* **Stated exercise**
Copy out every one of the following records word for word, omitting the pictures.

* **Input records**

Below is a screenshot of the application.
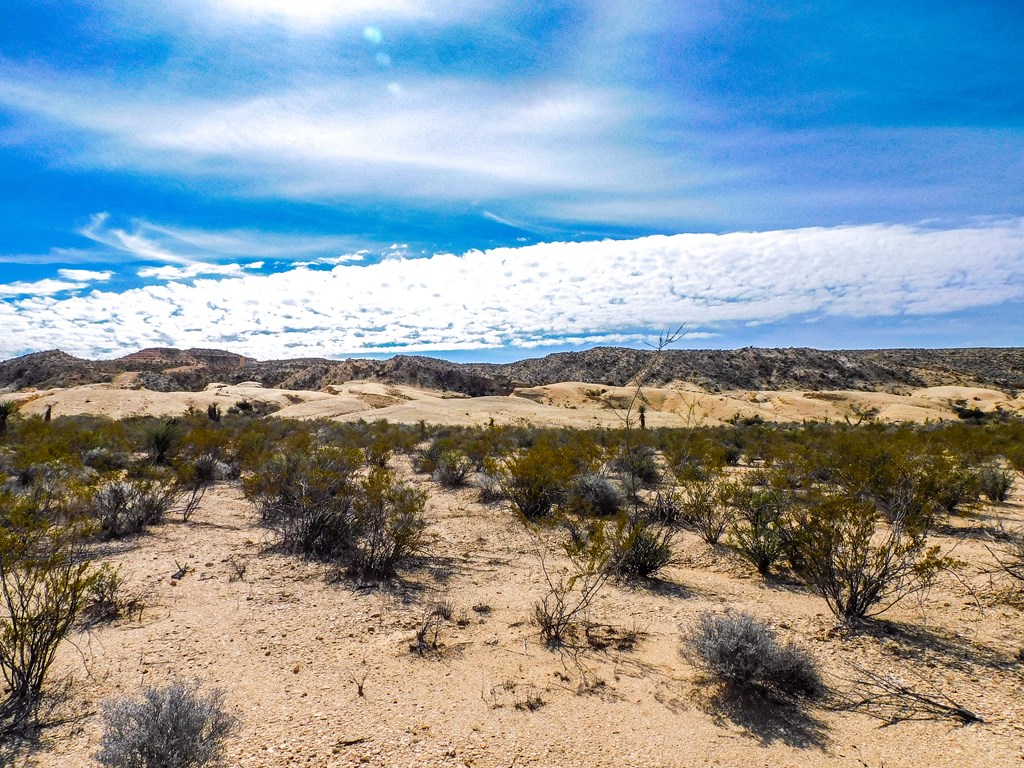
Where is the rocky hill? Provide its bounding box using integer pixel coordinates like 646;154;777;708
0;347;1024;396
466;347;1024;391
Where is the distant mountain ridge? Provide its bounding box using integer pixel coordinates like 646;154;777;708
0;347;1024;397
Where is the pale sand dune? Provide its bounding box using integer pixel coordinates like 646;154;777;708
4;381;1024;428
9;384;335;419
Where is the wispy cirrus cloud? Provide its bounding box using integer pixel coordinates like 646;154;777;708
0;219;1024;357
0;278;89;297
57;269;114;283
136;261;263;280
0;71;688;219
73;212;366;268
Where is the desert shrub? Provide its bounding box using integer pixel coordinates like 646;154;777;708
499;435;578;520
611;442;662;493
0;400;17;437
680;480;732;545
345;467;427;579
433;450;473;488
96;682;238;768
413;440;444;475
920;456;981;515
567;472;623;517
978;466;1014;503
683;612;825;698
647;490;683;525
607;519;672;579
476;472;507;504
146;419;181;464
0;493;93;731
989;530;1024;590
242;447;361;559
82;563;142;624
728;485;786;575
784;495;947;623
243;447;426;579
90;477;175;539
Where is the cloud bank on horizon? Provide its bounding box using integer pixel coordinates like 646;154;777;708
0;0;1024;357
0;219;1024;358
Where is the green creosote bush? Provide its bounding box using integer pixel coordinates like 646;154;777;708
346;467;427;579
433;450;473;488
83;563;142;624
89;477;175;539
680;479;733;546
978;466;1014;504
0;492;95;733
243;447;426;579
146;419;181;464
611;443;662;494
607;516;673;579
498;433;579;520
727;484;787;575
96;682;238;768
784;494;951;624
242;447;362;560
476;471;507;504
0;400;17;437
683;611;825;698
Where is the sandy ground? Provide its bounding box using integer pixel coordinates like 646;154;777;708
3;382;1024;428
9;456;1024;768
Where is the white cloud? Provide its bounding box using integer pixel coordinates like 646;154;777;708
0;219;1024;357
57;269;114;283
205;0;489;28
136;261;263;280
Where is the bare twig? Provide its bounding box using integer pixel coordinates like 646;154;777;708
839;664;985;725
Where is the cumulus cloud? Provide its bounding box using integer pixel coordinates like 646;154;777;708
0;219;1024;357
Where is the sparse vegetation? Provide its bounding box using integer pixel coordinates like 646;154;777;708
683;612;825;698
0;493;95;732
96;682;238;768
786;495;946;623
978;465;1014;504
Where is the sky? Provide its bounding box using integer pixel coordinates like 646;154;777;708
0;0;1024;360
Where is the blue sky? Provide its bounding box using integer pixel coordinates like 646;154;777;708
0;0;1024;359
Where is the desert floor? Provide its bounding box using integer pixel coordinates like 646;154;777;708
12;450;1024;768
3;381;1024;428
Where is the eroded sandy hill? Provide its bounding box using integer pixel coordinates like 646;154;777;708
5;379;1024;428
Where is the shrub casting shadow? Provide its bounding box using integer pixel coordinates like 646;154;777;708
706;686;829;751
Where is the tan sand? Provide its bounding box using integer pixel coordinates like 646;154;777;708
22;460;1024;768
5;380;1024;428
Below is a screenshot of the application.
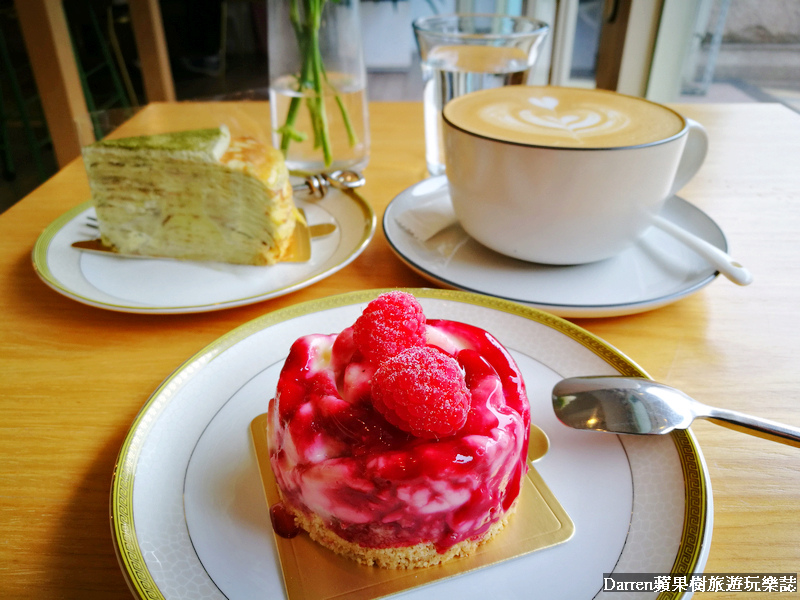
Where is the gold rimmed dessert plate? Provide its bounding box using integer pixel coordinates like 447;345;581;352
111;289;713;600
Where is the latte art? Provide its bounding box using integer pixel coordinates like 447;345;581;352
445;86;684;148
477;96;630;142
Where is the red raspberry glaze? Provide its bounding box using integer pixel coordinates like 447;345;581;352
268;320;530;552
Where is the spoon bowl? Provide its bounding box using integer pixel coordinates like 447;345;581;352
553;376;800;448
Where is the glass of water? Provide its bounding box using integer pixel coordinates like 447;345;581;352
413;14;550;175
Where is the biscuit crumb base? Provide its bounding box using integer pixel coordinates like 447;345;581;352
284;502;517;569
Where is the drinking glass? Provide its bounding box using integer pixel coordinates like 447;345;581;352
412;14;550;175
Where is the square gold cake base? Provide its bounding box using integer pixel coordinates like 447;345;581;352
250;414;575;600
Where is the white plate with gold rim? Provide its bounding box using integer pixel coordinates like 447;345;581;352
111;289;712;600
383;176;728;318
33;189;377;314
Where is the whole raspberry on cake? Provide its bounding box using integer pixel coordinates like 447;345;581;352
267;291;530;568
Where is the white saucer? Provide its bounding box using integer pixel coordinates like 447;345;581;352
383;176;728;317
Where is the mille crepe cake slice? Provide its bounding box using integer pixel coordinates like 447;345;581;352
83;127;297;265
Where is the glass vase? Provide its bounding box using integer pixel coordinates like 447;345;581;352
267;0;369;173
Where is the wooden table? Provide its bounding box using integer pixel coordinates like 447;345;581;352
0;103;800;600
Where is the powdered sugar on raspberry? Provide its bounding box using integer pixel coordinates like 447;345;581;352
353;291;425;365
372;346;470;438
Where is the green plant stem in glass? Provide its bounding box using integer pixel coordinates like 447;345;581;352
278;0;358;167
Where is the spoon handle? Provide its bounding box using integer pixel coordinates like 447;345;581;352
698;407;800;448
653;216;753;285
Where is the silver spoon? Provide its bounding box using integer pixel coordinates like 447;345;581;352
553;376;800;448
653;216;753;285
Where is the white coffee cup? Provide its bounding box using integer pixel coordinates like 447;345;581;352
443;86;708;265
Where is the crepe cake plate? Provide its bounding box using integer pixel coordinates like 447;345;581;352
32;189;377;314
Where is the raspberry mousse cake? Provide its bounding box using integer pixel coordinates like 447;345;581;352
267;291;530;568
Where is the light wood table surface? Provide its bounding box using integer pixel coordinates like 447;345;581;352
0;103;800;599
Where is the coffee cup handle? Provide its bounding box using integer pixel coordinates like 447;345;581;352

* **The result**
Below is a screenshot of the application.
Where is the rocky hill? Provide its bounding box using integer pixel coordinates like 646;154;777;708
0;347;1024;396
466;347;1024;391
Where is the distant mountain ridge? Provide its bounding box using integer pixel coordinates like 646;154;777;708
0;347;1024;397
Where is the pale sand dune? Provide its bounding box using integer pixel coordinates like 646;154;777;708
4;381;1024;428
9;384;335;419
Where is the wispy cirrus cloud? Provide its bounding box using integer pixel coordinates like 646;154;777;708
0;219;1024;357
0;278;89;297
57;269;114;283
136;261;263;280
0;71;688;219
73;212;366;268
Where is the desert shrub? Provide its bounding box using integer pixel coordinates like 646;154;777;708
499;435;578;520
611;442;662;493
0;400;17;437
680;480;732;545
345;467;427;579
433;450;473;488
96;682;238;768
413;440;444;475
920;456;981;515
567;472;623;517
978;466;1014;503
683;612;825;698
647;490;683;525
607;519;672;579
476;472;507;504
146;419;181;464
0;493;93;731
989;530;1024;590
242;447;361;559
82;563;142;624
728;485;786;575
784;495;947;623
243;447;426;579
90;477;175;539
Where is the cloud bank on horizon? Provide its bounding box using integer pixel coordinates like 646;154;777;708
0;0;1024;357
0;219;1024;358
Where is the green creosote bush? Provide its bounding box using integer pixel coordinates like 646;154;777;708
346;467;427;579
433;450;473;488
83;563;142;624
89;477;175;539
680;479;733;546
978;466;1014;504
0;492;95;733
243;447;426;579
146;419;181;464
611;443;662;494
607;516;673;579
498;433;579;520
727;484;787;575
96;682;238;768
784;494;951;624
242;447;362;560
476;471;507;504
0;400;17;437
683;611;825;698
Where is the sandy ground? Provide its bounding box using integer pixel coordinates like 646;154;777;708
3;382;1024;428
9;456;1024;768
Where is the white cloud? Provide its bounding box using integer pixel coordinates like 646;154;777;708
0;219;1024;357
57;269;114;283
205;0;489;28
136;261;263;280
Where is the bare twig? Provide its bounding box using integer pixel coordinates like 646;154;777;708
839;664;985;725
Where is the cumulus cloud? Provide its bounding box using integer pixel coordinates like 646;154;777;708
0;219;1024;357
Where is the sparse vegetation? Provide its bounding box using integer pixel coordinates like 646;154;777;708
683;612;825;698
0;493;95;732
96;682;238;768
786;495;946;623
978;465;1014;504
Where is the sky? Provide its bounding box using integer pixel coordinates like 646;154;777;708
0;0;1024;360
Where is the blue sky? Provide its bounding box using integer pixel coordinates like 646;154;777;708
0;0;1024;359
Where is the desert floor? Provide its bounding box using integer pixel coordinates like 646;154;777;708
12;450;1024;768
3;381;1024;428
Where is the eroded sandy hill? Provide its bounding box using integer pixel coordinates like 646;154;777;708
5;379;1024;428
Where is the shrub casting shadow? Provide its bounding box using integer pixel coordinates like 646;154;777;708
706;686;829;751
Where is the tan sand? Provide its bounding box using integer pixel coordinates like 646;154;777;708
22;460;1024;768
5;380;1024;428
Below is a screenshot of the application.
Where is the gold rimmed dessert plate? Provide its bounding box using integer pixel coordinates like 447;345;581;352
111;289;713;600
Where is the latte art? Provide its bounding box using integer pixel coordinates like 447;345;581;352
445;86;684;148
477;96;630;142
Where is the red raspberry glaze? Provide its bounding box using integer pixel coordinates like 447;345;581;352
268;320;530;552
Where is the spoon bowl? Provide its bounding box using integer pixel coordinates like 447;345;581;352
553;376;800;448
Where is the glass of water? Provide its bounding box using integer pixel coordinates like 447;345;581;352
413;14;550;175
Where is the biscuit crumb base? Provide its bounding box using integer pixel coordinates like 447;345;581;352
284;502;517;569
Where is the drinking glass? Provide its bounding box using integer pixel coordinates like 447;345;581;352
412;14;550;175
Where is the square gold cake base? Provide its bounding box using integer pixel coordinates like 447;345;581;352
250;414;575;600
Where is the white plate with gold rim? Provide its bounding box using integer pixel coordinates like 447;345;581;352
111;289;712;600
383;176;728;318
33;189;377;314
Where is the whole raspberry on cake? Provide its bounding box using integer pixel coordinates like 447;345;581;352
267;291;530;568
Where is the white saucer? Provide its bounding box using integer pixel coordinates like 447;345;581;352
383;176;728;317
Where is the mille crepe cake slice? Provide its bounding box using integer pixel coordinates like 447;345;581;352
83;127;297;265
Where is the glass vase? Provide its bounding box using integer pixel coordinates like 447;345;581;352
267;0;369;173
Where is the wooden table? Provide its bounding box using integer pixel coordinates like 447;345;581;352
0;103;800;600
Where is the powdered sugar on raspberry? Provide its bounding box using integer pixel coordinates like 447;345;581;352
353;291;425;365
372;346;470;438
Where is the green plant stem in glass? Provide its bounding box using integer pixel coordinates like 447;345;581;352
278;0;358;167
Where is the spoon handle? Provide its bounding box using integer pixel coordinates like 447;345;581;352
698;407;800;448
653;216;753;285
Where is the silver spoon? Provide its bounding box using integer pixel coordinates like 447;345;581;352
553;376;800;448
653;216;753;285
Where is the white coffee cup? Provide its bounding box using integer pixel coordinates like 447;345;581;352
443;86;708;265
Where is the crepe cake plate? Provide its bounding box using integer pixel coordinates like 447;345;581;352
32;189;377;314
Where is the raspberry mousse cake? Provide its bounding box using integer pixel coordinates like 447;345;581;352
267;291;530;568
Where is the light wood table surface? Provide its bounding box using integer pixel coordinates like 447;345;581;352
0;103;800;599
Where is the coffee cup handle? Provide its bounding box using integer pixel coordinates like 447;345;581;352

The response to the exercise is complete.